» **Entries shown**
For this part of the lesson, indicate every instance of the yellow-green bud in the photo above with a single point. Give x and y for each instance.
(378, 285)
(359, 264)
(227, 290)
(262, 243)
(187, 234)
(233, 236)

==

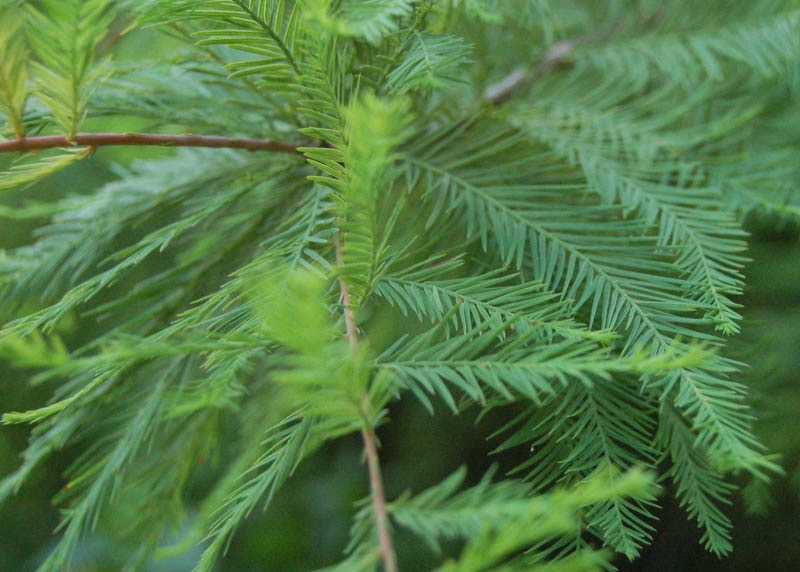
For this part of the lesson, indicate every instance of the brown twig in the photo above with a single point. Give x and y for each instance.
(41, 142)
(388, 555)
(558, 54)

» **Exercise details**
How many lines in the entries above contain the word "instance"? Reply with the number alone.

» **Task response**
2